--- Begin Given records ---
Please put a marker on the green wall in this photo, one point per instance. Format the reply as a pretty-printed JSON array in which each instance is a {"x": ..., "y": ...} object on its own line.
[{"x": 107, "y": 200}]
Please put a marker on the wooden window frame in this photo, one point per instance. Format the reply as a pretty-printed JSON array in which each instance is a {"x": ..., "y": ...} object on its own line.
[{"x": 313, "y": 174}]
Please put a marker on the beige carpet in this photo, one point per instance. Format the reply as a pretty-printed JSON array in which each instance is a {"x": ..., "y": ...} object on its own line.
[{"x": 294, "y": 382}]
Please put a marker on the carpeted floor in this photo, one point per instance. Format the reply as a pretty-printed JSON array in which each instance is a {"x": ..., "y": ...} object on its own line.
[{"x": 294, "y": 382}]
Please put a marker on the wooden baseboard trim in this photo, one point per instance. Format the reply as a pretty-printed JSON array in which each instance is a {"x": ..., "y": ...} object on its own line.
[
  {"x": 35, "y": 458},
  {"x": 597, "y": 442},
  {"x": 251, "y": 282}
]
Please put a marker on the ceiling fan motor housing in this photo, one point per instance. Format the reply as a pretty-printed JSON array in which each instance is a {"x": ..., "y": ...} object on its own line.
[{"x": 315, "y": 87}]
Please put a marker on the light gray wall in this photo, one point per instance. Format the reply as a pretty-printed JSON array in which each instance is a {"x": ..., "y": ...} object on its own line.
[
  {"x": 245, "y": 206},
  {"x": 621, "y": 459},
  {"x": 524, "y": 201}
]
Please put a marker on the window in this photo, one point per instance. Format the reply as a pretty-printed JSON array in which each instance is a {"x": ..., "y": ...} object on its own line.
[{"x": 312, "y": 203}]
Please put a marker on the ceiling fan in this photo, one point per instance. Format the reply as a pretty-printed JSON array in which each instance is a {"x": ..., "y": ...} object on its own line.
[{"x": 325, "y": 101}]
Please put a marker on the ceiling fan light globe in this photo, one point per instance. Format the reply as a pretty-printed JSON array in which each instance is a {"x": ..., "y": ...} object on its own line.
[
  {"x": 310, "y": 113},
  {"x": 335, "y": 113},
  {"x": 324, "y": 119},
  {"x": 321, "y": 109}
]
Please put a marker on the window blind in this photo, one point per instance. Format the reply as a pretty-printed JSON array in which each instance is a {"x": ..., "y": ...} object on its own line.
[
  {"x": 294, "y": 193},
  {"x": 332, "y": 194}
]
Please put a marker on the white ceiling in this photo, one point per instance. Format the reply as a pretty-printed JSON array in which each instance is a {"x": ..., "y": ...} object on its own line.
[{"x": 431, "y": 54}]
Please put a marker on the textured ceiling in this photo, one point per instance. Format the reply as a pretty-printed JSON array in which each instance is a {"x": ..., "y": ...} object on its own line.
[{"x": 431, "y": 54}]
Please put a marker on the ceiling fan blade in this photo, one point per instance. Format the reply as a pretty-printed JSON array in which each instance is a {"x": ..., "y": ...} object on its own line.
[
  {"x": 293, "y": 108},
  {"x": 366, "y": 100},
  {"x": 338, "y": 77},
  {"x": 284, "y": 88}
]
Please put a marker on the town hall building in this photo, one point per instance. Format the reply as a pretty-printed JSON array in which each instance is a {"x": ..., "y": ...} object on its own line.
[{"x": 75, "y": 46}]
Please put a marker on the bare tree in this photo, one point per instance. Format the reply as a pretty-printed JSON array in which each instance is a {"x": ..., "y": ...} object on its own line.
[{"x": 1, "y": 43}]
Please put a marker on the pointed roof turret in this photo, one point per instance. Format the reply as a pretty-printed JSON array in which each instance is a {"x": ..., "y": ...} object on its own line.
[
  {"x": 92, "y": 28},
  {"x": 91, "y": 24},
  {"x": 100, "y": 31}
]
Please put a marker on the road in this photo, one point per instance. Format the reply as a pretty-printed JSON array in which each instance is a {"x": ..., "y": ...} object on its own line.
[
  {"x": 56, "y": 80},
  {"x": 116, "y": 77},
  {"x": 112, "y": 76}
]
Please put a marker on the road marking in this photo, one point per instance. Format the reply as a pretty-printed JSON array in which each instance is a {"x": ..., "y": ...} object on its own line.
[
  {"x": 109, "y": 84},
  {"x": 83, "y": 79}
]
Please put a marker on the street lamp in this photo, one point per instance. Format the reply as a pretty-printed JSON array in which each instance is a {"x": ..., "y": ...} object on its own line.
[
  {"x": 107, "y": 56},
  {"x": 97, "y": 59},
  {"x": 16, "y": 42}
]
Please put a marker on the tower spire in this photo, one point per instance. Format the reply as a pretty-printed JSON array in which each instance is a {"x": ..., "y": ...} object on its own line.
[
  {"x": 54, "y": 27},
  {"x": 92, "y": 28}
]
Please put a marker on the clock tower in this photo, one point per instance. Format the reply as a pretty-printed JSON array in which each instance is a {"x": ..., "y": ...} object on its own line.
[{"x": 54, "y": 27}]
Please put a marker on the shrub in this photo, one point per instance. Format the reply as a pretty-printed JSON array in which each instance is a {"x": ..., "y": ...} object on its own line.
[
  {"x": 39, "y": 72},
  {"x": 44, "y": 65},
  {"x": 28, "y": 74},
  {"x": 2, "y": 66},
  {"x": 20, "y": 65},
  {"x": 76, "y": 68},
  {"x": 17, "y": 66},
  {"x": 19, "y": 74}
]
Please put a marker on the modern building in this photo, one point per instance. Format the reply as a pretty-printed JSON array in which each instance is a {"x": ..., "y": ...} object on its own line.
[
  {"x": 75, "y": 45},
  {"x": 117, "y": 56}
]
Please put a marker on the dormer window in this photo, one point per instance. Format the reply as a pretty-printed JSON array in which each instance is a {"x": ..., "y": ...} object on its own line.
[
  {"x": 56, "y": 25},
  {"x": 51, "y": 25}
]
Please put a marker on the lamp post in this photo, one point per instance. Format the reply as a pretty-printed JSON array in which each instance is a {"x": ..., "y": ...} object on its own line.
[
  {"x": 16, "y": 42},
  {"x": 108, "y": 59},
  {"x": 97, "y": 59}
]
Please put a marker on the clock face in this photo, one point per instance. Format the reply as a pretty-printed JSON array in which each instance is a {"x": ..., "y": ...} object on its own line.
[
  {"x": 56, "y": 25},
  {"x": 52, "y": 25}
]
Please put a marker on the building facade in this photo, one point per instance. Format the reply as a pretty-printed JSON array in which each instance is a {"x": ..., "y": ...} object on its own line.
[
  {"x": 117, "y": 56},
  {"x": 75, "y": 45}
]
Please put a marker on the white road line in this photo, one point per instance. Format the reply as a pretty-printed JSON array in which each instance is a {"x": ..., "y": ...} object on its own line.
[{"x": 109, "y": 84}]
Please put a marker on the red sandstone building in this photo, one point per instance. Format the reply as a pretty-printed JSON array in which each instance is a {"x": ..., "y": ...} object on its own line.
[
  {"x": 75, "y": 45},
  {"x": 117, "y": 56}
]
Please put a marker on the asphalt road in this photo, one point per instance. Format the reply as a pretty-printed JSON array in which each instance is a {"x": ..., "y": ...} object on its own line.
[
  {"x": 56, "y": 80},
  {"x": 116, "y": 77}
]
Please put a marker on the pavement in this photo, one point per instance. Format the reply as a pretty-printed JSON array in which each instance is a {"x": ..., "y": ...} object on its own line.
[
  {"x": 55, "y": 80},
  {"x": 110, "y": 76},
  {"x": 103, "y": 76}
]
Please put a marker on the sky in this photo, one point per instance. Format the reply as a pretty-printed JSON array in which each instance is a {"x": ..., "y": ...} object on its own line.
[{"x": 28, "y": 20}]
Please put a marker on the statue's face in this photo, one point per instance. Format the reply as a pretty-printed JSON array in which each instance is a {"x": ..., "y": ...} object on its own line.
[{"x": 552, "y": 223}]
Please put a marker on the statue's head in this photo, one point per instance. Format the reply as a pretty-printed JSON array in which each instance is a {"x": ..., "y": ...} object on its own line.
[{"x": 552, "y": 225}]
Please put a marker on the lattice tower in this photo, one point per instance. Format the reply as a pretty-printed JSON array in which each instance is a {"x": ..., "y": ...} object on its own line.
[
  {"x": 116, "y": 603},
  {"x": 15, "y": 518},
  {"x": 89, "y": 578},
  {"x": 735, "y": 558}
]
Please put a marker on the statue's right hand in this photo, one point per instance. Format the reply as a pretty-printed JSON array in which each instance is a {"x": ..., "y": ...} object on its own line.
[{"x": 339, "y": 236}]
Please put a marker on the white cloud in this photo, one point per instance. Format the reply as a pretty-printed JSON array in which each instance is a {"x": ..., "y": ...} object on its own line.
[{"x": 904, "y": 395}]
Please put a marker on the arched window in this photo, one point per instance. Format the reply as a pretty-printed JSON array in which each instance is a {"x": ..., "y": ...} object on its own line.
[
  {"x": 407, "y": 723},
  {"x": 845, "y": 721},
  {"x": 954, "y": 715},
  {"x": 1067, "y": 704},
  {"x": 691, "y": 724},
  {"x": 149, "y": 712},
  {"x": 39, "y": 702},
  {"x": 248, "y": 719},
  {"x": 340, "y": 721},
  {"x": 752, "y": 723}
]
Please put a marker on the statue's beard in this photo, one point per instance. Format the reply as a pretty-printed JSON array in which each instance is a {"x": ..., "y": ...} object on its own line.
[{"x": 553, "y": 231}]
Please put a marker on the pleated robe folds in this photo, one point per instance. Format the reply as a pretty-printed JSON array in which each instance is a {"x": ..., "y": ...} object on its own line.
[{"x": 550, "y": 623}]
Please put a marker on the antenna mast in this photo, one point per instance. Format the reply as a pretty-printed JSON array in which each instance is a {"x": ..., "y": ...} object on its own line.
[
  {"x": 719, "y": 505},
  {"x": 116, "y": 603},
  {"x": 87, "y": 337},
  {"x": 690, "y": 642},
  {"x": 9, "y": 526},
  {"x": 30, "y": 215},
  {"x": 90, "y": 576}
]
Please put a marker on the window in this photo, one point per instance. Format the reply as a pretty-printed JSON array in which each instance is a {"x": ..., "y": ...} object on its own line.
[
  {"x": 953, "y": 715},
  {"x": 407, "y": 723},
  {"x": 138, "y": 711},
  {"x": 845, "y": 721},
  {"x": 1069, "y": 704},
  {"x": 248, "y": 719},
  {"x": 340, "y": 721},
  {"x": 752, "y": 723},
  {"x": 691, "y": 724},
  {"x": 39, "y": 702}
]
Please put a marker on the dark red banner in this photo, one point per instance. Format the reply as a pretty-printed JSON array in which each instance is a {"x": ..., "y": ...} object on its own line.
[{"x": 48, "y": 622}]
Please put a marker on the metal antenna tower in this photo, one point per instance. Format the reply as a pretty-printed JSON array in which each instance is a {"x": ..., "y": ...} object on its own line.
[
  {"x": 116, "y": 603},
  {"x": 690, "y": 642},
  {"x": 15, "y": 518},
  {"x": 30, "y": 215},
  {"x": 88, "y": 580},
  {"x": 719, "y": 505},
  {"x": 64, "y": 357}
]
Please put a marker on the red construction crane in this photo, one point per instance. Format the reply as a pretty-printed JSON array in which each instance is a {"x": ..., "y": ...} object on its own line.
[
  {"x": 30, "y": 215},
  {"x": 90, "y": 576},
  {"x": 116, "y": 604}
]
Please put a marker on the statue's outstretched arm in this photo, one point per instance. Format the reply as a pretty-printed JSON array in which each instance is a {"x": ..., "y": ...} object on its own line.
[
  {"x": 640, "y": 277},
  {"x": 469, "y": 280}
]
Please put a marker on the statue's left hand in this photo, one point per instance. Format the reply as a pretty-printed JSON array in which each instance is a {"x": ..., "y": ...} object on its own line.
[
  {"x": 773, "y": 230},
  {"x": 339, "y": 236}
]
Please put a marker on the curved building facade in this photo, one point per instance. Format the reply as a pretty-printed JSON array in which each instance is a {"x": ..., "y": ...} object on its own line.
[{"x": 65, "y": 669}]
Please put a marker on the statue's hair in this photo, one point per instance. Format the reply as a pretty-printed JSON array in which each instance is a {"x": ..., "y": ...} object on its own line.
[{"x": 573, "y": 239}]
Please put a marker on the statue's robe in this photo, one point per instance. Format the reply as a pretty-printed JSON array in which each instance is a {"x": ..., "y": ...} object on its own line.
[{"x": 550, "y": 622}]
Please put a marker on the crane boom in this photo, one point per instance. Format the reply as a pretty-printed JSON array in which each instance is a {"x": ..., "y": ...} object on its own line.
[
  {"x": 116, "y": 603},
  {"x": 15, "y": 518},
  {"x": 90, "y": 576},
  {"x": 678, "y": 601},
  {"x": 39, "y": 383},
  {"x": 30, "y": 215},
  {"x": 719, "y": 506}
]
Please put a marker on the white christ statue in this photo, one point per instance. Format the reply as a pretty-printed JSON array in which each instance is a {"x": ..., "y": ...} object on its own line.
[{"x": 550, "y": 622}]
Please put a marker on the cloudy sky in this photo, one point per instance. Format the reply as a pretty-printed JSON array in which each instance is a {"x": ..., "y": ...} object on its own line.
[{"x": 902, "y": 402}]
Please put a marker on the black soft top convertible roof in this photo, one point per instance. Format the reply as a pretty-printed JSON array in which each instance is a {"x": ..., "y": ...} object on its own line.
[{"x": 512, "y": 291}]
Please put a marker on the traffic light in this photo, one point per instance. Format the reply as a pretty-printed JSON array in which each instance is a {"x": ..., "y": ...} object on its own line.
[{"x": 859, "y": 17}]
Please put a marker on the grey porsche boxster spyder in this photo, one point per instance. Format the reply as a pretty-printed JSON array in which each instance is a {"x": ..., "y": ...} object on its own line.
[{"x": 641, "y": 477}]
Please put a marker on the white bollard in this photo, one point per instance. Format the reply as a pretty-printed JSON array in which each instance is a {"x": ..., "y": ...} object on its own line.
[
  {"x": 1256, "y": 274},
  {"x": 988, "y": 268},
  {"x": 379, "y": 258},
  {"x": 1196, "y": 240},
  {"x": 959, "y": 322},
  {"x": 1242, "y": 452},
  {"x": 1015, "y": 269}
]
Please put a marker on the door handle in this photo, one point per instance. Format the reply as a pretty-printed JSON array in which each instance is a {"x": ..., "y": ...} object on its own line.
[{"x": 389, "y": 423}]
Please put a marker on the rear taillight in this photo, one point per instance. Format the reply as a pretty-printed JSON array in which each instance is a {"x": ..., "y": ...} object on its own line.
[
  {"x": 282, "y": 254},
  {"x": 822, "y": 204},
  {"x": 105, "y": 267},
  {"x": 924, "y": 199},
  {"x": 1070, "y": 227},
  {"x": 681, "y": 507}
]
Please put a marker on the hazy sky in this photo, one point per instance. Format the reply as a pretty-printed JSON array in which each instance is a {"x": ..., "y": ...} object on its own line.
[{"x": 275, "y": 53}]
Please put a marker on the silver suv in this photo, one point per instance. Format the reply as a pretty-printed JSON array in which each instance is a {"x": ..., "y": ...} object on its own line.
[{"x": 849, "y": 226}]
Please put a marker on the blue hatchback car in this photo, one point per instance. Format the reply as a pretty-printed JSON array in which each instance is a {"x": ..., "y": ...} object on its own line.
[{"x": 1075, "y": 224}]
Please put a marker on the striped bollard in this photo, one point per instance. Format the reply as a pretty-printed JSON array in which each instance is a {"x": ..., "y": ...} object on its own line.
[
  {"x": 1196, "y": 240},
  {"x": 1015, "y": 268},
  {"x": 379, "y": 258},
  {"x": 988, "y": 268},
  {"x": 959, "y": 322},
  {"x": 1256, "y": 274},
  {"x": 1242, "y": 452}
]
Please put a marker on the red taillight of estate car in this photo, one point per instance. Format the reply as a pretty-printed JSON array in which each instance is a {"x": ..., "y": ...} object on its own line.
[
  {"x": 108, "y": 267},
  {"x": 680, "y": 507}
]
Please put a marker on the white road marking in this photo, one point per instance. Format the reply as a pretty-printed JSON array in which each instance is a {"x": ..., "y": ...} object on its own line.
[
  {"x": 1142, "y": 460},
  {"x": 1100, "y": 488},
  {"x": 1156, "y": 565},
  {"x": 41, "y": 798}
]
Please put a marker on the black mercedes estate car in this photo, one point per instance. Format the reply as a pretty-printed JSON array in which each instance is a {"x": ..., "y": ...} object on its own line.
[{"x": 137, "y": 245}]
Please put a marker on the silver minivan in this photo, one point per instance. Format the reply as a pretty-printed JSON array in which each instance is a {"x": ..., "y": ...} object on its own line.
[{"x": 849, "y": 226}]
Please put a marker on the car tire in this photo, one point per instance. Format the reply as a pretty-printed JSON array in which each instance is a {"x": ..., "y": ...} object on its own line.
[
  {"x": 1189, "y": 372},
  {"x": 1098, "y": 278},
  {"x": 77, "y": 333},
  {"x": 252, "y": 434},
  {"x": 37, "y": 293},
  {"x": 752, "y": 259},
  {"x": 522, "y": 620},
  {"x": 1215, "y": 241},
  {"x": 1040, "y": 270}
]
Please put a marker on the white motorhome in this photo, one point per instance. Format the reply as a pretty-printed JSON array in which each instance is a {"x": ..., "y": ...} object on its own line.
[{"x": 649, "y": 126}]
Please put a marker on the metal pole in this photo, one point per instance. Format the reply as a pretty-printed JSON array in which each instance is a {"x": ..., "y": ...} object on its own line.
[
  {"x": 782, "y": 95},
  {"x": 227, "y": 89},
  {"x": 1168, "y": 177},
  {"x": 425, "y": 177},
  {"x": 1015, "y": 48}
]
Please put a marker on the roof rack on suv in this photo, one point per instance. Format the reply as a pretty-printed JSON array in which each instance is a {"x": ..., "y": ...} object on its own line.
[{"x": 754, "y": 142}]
--- End Given records ---
Goal → Reproduce word for word the stretch of the records from the line containing "Please put a marker on the car tire" through the end of the records.

Response to this exercise →
Please put a marker on the car tire in this photo, one point per instance. Format the reply as a pretty-printed JSON array in which each instance is a {"x": ..., "y": ...} object on its own line.
[
  {"x": 1189, "y": 372},
  {"x": 1098, "y": 278},
  {"x": 77, "y": 333},
  {"x": 252, "y": 434},
  {"x": 37, "y": 293},
  {"x": 752, "y": 259},
  {"x": 522, "y": 620},
  {"x": 1215, "y": 241},
  {"x": 1040, "y": 270}
]
Please put a marker on the white motorhome in this photo, one point per instance. Format the reply as a pretty-printed JSON array in which each instance is a {"x": ..., "y": ...} object on its own line.
[{"x": 649, "y": 126}]
Please put a marker on the metal pole in this photo, one point per instance. Format the reply as a pretty-printed JSON array in which each instance is a {"x": ..., "y": ...} object on its own line.
[
  {"x": 782, "y": 95},
  {"x": 227, "y": 89},
  {"x": 1168, "y": 177},
  {"x": 425, "y": 177},
  {"x": 1015, "y": 48}
]
Please put a marker on the roof rack on suv in this photo, one point per instance. Format the reply as a pretty-printed JSON array in which each instance is a {"x": ..., "y": ...} object on its own line.
[{"x": 754, "y": 142}]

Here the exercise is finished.